[Records drawn from a dataset]

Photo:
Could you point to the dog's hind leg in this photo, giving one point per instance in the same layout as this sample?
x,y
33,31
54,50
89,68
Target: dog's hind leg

_What you are asked to do_. The full set of records above must be retyped exactly.

_Reply_.
Photo:
Could you point to the dog's hind leg in this photo, giving one point per instance in the same layout as this sample?
x,y
33,31
54,50
89,68
Target: dog's hind leg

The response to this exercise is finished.